* Set task *
Collect every line of the items below that contains the word "mouth", and copy each one out in full.

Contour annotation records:
*-*-*
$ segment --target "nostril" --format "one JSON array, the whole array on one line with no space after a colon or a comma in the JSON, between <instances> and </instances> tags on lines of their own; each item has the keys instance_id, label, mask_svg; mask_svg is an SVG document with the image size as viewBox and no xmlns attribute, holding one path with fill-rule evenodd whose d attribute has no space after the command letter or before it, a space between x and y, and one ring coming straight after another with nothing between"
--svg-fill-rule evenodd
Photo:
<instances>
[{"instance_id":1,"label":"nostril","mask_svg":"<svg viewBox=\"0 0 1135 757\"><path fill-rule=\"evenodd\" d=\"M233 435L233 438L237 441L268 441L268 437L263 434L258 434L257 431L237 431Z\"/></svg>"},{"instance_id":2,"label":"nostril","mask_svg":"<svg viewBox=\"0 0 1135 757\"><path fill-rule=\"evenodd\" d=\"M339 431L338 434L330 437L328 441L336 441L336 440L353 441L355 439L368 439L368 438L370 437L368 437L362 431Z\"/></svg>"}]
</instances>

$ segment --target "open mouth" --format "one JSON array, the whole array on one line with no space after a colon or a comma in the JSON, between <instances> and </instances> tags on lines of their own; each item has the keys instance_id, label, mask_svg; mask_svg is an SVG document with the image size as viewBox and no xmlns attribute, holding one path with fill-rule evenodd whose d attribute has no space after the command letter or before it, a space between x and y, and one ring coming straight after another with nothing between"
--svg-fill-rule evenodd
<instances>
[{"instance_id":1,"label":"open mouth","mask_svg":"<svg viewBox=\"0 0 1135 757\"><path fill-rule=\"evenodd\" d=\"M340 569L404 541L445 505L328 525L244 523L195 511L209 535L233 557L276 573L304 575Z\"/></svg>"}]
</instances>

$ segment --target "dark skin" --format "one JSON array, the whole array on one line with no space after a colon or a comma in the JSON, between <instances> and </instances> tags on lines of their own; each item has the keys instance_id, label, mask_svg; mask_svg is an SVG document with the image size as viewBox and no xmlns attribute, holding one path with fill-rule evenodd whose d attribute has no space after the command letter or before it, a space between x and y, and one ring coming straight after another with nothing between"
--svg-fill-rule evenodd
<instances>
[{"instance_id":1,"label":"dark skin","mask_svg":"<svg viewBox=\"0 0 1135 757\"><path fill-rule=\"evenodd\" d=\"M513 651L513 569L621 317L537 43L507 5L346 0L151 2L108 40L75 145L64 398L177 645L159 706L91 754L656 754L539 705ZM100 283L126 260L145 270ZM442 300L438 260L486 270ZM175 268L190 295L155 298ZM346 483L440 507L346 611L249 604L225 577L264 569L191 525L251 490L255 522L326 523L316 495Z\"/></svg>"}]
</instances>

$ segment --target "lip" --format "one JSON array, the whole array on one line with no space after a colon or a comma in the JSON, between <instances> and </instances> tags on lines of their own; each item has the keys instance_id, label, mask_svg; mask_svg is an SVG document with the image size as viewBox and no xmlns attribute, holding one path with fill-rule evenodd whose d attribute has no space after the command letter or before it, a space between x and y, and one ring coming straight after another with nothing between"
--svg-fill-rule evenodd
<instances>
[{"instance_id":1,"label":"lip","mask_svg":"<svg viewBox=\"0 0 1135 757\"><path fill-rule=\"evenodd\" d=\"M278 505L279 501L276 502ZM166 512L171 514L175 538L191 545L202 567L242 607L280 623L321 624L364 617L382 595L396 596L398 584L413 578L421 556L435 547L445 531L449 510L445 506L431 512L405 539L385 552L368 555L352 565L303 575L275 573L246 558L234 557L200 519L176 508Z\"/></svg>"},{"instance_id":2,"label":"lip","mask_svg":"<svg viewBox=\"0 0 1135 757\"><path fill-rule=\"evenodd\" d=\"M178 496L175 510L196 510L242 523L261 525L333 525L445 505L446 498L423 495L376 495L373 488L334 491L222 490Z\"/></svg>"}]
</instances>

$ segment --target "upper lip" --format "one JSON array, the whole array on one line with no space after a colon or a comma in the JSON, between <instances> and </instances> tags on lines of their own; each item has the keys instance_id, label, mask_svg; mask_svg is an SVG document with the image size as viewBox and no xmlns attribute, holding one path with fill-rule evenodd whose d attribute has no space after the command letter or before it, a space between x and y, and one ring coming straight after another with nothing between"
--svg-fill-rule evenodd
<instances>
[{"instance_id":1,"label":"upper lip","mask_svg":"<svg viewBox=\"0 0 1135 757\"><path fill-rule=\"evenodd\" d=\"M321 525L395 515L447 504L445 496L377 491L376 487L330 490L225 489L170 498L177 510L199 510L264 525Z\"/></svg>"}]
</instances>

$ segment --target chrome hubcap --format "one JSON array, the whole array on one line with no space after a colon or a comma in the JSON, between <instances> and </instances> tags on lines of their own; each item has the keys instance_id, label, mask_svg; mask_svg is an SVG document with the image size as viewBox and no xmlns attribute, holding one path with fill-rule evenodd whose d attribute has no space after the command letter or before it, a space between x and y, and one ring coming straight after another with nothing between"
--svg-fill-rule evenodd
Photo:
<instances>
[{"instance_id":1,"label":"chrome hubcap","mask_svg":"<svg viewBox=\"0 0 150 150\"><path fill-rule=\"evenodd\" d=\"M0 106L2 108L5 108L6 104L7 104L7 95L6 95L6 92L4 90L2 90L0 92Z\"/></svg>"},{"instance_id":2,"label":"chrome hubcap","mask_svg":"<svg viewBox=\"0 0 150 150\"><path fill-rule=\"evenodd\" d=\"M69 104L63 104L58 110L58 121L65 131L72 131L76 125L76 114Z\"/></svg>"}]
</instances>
*-*-*
* Final result *
$ segment --target "open mouth" --format "one JSON array, the whole array on one line with no space after a colon or a comma in the JSON, between <instances> and </instances> tags on lines of their own; each item has the keys instance_id, label, mask_svg; mask_svg is an SVG document with the image size as viewBox and no xmlns attribute, holding one path with fill-rule evenodd whose d attribute has no space after the command letter or before it, a space between x and y, and one ring coming straight after another with nothing between"
[{"instance_id":1,"label":"open mouth","mask_svg":"<svg viewBox=\"0 0 1135 757\"><path fill-rule=\"evenodd\" d=\"M340 569L404 541L445 505L328 525L244 523L195 511L209 535L233 557L276 573L304 575Z\"/></svg>"}]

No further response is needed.